> Reading text:
===============

RDKit Open 3D Alignment node

Hi Manuel,

Recently I have been using the RDKit Open3D alignment method via the python bindings (in IPython notebook), and it occured to me that I could/should test the same within KNIME using the RDKit nodes.

One option that Paolo just explained to me (when I bumped into him at the UKQSAR meeting yesterday) was the 'local optimisation' setting.  At the moment this is not exposed in the KNIME interface, but I thought an additional checkbox doing so would be useful for others as well(?).  [implementation detail: if checked, this woul just add 4 to the selected accuracy level - to give the final options int]

Just to put it in context a bit - what I am looking at is taking two overlayed ligand-bound structures (same protein, different ligands) and I wanted the MMFF atom typing and partial charges for the two ligands to dictate which 'important' atoms I could then look at RMSD values for (please don't scrutinise the idea too much - it is a work in progress!).  Anyway, the problem was that the Open3D alignment would try to give the 'best' global alignment, and what I want is a 'close' local alignment.


One other thing I have just noticed with the RDKit node - the aligned molecule doesn't seem to have hydrogen atoms even if they were explicitly present in the input molecule!  I'm sure I could add them - but I guess I wouldn't expect to need to, as they were present in the input...  From memory some others of the RDKit nodes also seem to strip explicit hydrogens, but I need to remind myself which.


Kind regards



We'll look into adding the local optimization option for the next release.

I can't reproduce the missing Hs problem... the attached workflow shows what I did. What piece am I missing?



Hi Greg,

Thanks for the example workflow.  I think this suggests that the problem may be a 'feature' of the molecule container auto-conversion...

In my example I was reading mol files in using the Molfile Reader - where the mols already had hydrogens and 3D coordinates.  I was then splitting the input to use the first structure as the reference; and passing the two streams directly to the O3A node.

I now presume that the auto-conversion to an RDKit molecule object in the container is using the same defaults as an explicit RDKit from Molecule node would use(?) - ie hydrogens are being stripped even though they are present in the input...

If this is the case, I think I may be back to 'explicit is always best' and just go back to always using converters...  Alternatively, can we consider making the auto-to-RDKit mol object as 'hands-off' as possible (perhaps this only needs to be wrt hydrogens)?

===============

> Apply what you read:
1) List every person the forum thread mentions by name.
2) Quote the stretch of the forum thread from "One other thing" through "the next release.".

> Provided data:
===============

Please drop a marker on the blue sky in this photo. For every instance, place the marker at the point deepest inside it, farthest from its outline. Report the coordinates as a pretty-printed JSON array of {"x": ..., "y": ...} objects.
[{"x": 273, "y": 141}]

===============

> Exercise responses:
1) Manuel, Paolo, Greg

2)
One other thing I have just noticed with the RDKit node - the aligned molecule doesn't seem to have hydrogen atoms even if they were explicitly present in the input molecule!  I'm sure I could add them - but I guess I wouldn't expect to need to, as they were present in the input...  From memory some others of the RDKit nodes also seem to strip explicit hydrogens, but I need to remind myself which.


Kind regards



We'll look into adding the local optimization option for the next release.